* [Task to complete]: Go through the entries and copy each one exactly. Leave none out.

------------------------------

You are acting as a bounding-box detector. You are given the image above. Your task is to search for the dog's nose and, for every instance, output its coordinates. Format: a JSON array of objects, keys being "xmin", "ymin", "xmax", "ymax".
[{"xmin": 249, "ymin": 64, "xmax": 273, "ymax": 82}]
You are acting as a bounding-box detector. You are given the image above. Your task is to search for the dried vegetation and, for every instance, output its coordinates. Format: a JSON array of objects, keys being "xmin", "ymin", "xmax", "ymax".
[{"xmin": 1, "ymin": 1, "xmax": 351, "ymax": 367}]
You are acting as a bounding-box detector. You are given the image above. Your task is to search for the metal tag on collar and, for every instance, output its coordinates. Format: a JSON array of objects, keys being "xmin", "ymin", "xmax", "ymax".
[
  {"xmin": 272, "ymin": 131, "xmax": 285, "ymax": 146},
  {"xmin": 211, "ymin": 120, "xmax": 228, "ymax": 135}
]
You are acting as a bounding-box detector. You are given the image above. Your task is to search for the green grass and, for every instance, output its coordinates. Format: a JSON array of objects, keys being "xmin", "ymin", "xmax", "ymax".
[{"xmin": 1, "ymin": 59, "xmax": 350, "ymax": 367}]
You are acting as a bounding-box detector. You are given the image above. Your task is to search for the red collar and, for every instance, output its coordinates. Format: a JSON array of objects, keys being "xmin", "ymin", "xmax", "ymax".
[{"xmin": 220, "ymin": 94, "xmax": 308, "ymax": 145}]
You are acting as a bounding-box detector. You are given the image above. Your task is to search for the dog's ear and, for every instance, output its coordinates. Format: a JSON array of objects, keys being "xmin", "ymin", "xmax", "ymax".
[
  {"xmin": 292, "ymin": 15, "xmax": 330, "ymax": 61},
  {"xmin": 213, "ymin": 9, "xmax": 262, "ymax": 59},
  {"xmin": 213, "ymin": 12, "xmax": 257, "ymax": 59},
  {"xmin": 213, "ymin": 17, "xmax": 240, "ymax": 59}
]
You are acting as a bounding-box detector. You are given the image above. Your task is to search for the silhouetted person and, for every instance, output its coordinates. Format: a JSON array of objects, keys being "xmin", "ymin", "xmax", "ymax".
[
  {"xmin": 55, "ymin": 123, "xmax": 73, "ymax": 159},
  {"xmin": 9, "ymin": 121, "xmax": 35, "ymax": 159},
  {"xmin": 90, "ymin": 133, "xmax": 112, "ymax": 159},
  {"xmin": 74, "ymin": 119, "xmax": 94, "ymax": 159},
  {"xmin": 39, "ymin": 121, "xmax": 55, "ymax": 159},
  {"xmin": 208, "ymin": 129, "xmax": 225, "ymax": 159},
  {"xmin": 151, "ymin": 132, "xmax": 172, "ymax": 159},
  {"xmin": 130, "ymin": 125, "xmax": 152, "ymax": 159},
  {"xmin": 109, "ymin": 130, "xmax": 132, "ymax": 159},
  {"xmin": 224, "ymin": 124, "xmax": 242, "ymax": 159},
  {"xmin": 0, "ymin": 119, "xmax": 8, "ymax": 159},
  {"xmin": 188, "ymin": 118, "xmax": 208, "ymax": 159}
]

------------------------------

* [Written answer]:
You are acting as a bounding-box detector. You are given the image above. Your task is to search for the dog's nose and, for every instance, output its coordinates. Format: a JSON array of objects, keys being "xmin", "ymin", "xmax", "ymax".
[{"xmin": 249, "ymin": 64, "xmax": 273, "ymax": 82}]
You are acting as a bounding-box detector. You are given the image above. Your task is to search for the dried vegetation and, for every instance, output its coordinates. Format: a JSON array of objects, keys being "xmin", "ymin", "xmax", "ymax".
[{"xmin": 1, "ymin": 1, "xmax": 351, "ymax": 367}]
You are acting as a bounding-box detector. You are given the image above. Your task is to search for the metal tag on collar and, for every instance, output its coordinates. Format: a JSON array of objects, keys being "xmin", "ymin", "xmax", "ymax".
[
  {"xmin": 272, "ymin": 131, "xmax": 285, "ymax": 146},
  {"xmin": 211, "ymin": 120, "xmax": 228, "ymax": 135}
]
You are acting as a bounding-box detector. You are given the image above. Your task is to search for the green grass and, for every instance, output its coordinates. Format: a JSON array of objects, keys being "xmin", "ymin", "xmax", "ymax".
[{"xmin": 1, "ymin": 59, "xmax": 350, "ymax": 367}]
You are acting as a bounding-box detector. You are given the image above. Your task is to search for the red collar and, for every instance, output its coordinates. Format: a JSON array of objects, keys being "xmin", "ymin", "xmax", "ymax".
[{"xmin": 220, "ymin": 94, "xmax": 308, "ymax": 145}]
You are acting as a bounding-box detector. You are given the image above. Your task is to search for the dog's ear and, for every instance, output its coordinates. Format: a JSON array of objects, keys being "xmin", "ymin", "xmax", "ymax".
[
  {"xmin": 292, "ymin": 15, "xmax": 330, "ymax": 61},
  {"xmin": 213, "ymin": 9, "xmax": 262, "ymax": 59},
  {"xmin": 213, "ymin": 12, "xmax": 257, "ymax": 59},
  {"xmin": 213, "ymin": 17, "xmax": 240, "ymax": 59}
]
You are acting as a bounding-box detector. You are given the image above. Your task is to search for the silhouetted person and, for every instance, output its coordinates. Format: a JSON array of objects, keys being "xmin", "ymin", "xmax", "ymax".
[
  {"xmin": 55, "ymin": 123, "xmax": 73, "ymax": 159},
  {"xmin": 9, "ymin": 121, "xmax": 35, "ymax": 159},
  {"xmin": 90, "ymin": 133, "xmax": 112, "ymax": 159},
  {"xmin": 74, "ymin": 119, "xmax": 94, "ymax": 159},
  {"xmin": 39, "ymin": 121, "xmax": 55, "ymax": 159},
  {"xmin": 208, "ymin": 129, "xmax": 225, "ymax": 159},
  {"xmin": 151, "ymin": 132, "xmax": 172, "ymax": 159},
  {"xmin": 130, "ymin": 125, "xmax": 152, "ymax": 159},
  {"xmin": 109, "ymin": 130, "xmax": 132, "ymax": 159},
  {"xmin": 224, "ymin": 124, "xmax": 242, "ymax": 159},
  {"xmin": 0, "ymin": 119, "xmax": 8, "ymax": 159},
  {"xmin": 188, "ymin": 118, "xmax": 208, "ymax": 159}
]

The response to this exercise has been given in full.